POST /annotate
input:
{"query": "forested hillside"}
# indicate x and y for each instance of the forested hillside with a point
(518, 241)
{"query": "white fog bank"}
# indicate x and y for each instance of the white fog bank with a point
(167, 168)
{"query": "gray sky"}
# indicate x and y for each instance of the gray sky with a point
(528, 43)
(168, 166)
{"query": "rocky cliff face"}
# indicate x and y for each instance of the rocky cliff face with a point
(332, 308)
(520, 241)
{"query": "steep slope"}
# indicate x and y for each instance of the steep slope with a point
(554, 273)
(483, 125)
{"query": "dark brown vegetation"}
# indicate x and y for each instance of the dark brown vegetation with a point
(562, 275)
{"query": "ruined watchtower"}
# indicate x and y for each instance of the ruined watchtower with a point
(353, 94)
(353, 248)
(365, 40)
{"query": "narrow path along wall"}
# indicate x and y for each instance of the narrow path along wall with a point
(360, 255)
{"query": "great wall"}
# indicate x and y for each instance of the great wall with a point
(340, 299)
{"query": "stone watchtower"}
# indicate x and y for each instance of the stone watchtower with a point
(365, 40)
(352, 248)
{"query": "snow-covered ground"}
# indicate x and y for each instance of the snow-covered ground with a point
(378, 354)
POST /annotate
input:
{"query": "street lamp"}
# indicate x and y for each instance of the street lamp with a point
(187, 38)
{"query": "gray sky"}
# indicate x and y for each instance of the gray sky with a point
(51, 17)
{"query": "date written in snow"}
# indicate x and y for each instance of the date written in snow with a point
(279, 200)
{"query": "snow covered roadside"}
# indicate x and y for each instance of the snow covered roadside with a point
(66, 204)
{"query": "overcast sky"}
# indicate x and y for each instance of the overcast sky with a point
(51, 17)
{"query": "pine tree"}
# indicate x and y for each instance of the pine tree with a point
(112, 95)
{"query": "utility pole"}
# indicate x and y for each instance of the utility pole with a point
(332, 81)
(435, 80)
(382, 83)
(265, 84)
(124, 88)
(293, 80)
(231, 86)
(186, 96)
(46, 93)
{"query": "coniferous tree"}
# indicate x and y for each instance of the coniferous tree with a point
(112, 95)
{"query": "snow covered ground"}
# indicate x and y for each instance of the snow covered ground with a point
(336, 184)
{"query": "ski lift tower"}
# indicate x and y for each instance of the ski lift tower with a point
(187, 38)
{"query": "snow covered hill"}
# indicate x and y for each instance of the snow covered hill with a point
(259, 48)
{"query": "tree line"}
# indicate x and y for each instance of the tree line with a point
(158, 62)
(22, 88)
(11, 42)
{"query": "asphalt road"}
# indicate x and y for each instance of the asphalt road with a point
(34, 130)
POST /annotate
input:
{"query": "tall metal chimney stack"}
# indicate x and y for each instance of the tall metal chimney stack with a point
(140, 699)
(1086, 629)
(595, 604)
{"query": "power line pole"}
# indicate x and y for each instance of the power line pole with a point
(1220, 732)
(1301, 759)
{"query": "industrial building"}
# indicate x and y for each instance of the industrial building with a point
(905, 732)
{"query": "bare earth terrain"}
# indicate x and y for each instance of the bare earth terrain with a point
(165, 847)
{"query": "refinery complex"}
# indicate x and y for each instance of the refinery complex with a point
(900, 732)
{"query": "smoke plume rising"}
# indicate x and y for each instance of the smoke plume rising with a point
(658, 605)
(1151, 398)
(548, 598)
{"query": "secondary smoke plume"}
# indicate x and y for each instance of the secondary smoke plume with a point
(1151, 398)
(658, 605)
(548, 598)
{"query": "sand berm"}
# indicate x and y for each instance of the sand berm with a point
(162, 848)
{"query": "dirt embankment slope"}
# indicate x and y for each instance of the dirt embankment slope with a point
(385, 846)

----

Action item: In full and exactly as written, repeat the data.

Task solution:
POST /annotate
input:
{"query": "forested hillside"}
# indicate x and y for each instance of the forested hillside with a point
(518, 241)
{"query": "white fog bank"}
# indicate x and y for each instance of the white fog bank with a point
(167, 168)
{"query": "gray sky"}
# indicate x and y for each instance of the gray sky with a point
(528, 43)
(168, 166)
{"query": "rocky cliff face"}
# indicate x and y for each instance of the rocky cliff face with a point
(332, 308)
(520, 241)
{"query": "steep slope"}
# indicate x and y for each instance of the steep slope with a point
(554, 273)
(483, 125)
{"query": "dark brown vegetation"}
# indicate x and y for each instance of the dark brown vegetation with a point
(562, 275)
{"query": "ruined watchtower"}
# indicate x and y for each instance of the ruined watchtower with a point
(353, 94)
(353, 248)
(365, 40)
{"query": "narrow path along wall"}
# indicate x and y for each instance of the narrow path along wall with a point
(360, 255)
{"query": "great wall"}
# indicate x and y for each instance of the great wall with a point
(340, 299)
{"query": "stone watchtower"}
# indicate x and y for each instance of the stone watchtower with a point
(365, 40)
(352, 248)
{"query": "snow-covered ground"}
# indicate x and y for each instance of the snow-covered ground with a point
(378, 354)
POST /annotate
input:
{"query": "street lamp"}
# indicate x and y for each instance of the street lamp with a point
(187, 38)
{"query": "gray sky"}
# indicate x and y for each instance of the gray sky with a point
(51, 17)
{"query": "date written in snow"}
# indicate x and y for each instance of the date written in snow with a point
(279, 200)
{"query": "snow covered roadside"}
# indicate x and y for each instance of the snow covered roadside with a point
(66, 204)
{"query": "overcast sky"}
# indicate x and y for each instance of the overcast sky with a point
(51, 17)
{"query": "pine tree"}
# indicate x and y for each instance of the pine tree with a point
(112, 95)
{"query": "utility pole"}
# indicate x and y for each instance of the utility pole with a point
(332, 81)
(435, 80)
(382, 83)
(265, 84)
(124, 88)
(293, 80)
(231, 86)
(186, 96)
(46, 93)
{"query": "coniferous tree"}
# indicate x and y for each instance of the coniferous tree with a point
(112, 95)
{"query": "snow covered ground"}
# indicate x and y for each instance of the snow covered ground with a point
(336, 184)
{"query": "ski lift tower"}
# indicate x and y for each instance of the ski lift tower with a point
(187, 38)
{"query": "snow covered hill"}
# indicate x and y for each instance of the snow covered hill with a point
(259, 48)
{"query": "tree line"}
# indicate x and y for each instance of the tree line with a point
(158, 62)
(22, 88)
(11, 42)
{"query": "asphalt road"}
# indicate x and y for each instance of the asphalt road with a point
(34, 130)
POST /annotate
input:
{"query": "tall metal chimney stack"}
# indicate x and y for each instance of the tall metal chimney stack with a point
(140, 699)
(1086, 629)
(595, 604)
{"query": "power line pole"}
# indicate x and y for each instance of the power line pole with a point
(1220, 732)
(1301, 759)
{"query": "industrial building"}
# indicate x and y for each instance of the industrial building with a point
(905, 732)
{"query": "bare earth terrain"}
# indicate x and y for each instance of the bare earth terrain with a point
(165, 847)
{"query": "refinery complex"}
# indicate x and y for each instance of the refinery complex with a point
(900, 732)
{"query": "smoke plume rising"}
# indicate x and y for each instance of the smoke plume rising with a point
(658, 605)
(1151, 398)
(548, 598)
{"query": "secondary smoke plume"}
# indicate x and y for each instance of the secondary smoke plume with a point
(1151, 398)
(658, 605)
(548, 598)
{"query": "sand berm"}
# indicate x and y for each instance of the sand berm with a point
(162, 848)
{"query": "dirt embankment slope"}
# indicate x and y for each instance of the dirt embankment slope with a point
(385, 846)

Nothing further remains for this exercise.